Exercices -
1: D'après le bloc de texte, à quelle date Coca Cola lance-t-il le New Coke ?
2: Reproduisez le passage du bloc de texte compris entre « En 1977, un » et « au secteur céréalier. », ces deux mentions incluses.

Bloc de texte -
Les sucriers veulent se sucrer

 

En 1977, un système de taxe douanières et de quotas d'importation est mis en place, qui va rapidement conduire le prix du sucre, le vrai, à un niveau approximativement deux fois plus élevé que sur le reste du marché mondial. Progressivement, les industries agro-alimentaires grosses consommatrices de sucres vont se tourner vers d'autres alternatives, et principalement, vers le sirop de fructose issu du maïs (ou High Fructose Corn Syrup), dont le coût élevé du traitement est contrebalancé par les nombreuses aides à la production accordée au secteur céréalier.

 

Restait un problème de taille, notamment pour une société comme Coca Cola qui vent à ses clients la garantie d'un expérience de consommation très calibrée, au goût toujours identique : le High Fructose Corn Syrup n'a pas vraiment le gout du sucre. Il est sucré certes, mais même mélangé au sirop concentré des arômes du coca, il laisse un arrière gout très caractéristique. Pourtant, avec le doublement du coût du sucre "naturel" importé, il devenait urgent de trouver une parade au risque de voir le prix du soda augmenter sensiblement et la consommation s'effondrer. C'est maintenant que nous quittons le domaine de l'histoire officielle pour entrer dans le domaine parallèle de l'histoire secrète de ce que d'aucuns considèrent comme la plus grand erreur marketing de l'histoire, et d'autre le plus grand coup de génie stratégique jamais imaginé.

 

Le 23 avril 1985, à grand renfort de matraquage publicitaire, Coca Cola, pressuré par ses compétiteurs d'un côté et par le coût des matières premières de l'autre, introduit le New Coke : un nouveau soda au cola dont la formule "améliorée", testée par des armés de techniciens du goût, est sensée remplacer du jour au lendemain l'ancienne formule qui avait fait la fortune de la firme d'Atlanta. Passé l'effet de surprise, le résultat est tout bonnement catastrophique. En quelques semaines, non seulement les ventes s'effondrent, mais une tempête de protestation s'empare du pays, des groupes de pressions de consommateurs s'organisant pour exiger le retour du "vrai" Coca Cola. Ce qu'ils obtiennent en quelques mois : le 10 juillet, le Coca Cola ancienne génération est réintroduit sous l'appellation de Coca Cola Classic, le New Coke restant un temps dans les rayons avant de s'éteindre progressivement (enfin pas totalement, puisque le Coca Cola Light - Diet Coke en anglais - est basé sur la formule du New Coke, et n'est pas une version sans sucre du Coca Cola traditionnel, ce que le Coca zero est désormais). C'est en tout cas l'histoire officielle.

Données fournies -

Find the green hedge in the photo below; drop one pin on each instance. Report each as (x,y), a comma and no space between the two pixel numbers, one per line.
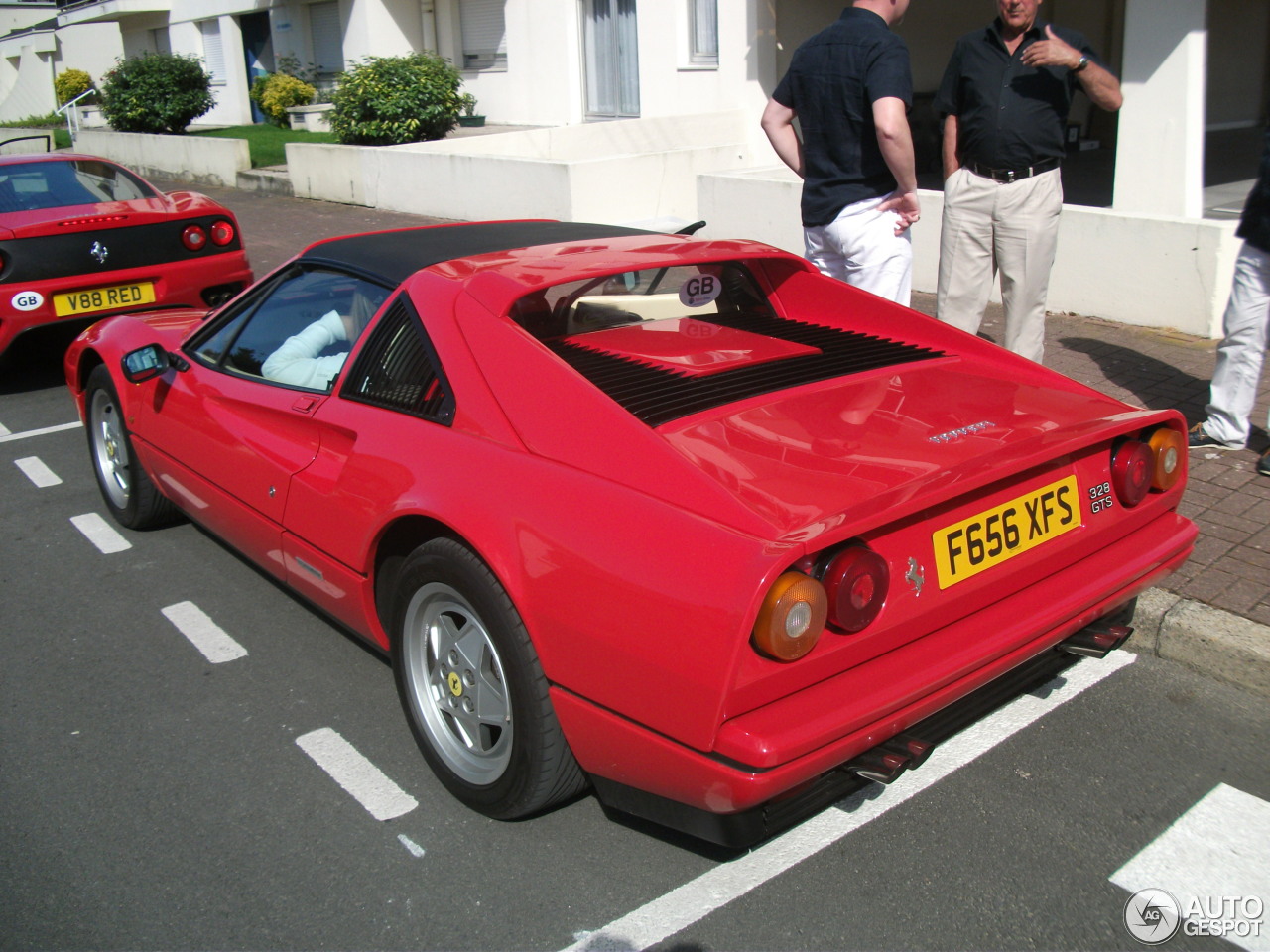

Réponses -
1: Le 23 avril 1985.

2:
En 1977, un système de taxe douanières et de quotas d'importation est mis en place, qui va rapidement conduire le prix du sucre, le vrai, à un niveau approximativement deux fois plus élevé que sur le reste du marché mondial. Progressivement, les industries agro-alimentaires grosses consommatrices de sucres vont se tourner vers d'autres alternatives, et principalement, vers le sirop de fructose issu du maïs (ou High Fructose Corn Syrup), dont le coût élevé du traitement est contrebalancé par les nombreuses aides à la production accordée au secteur céréalier.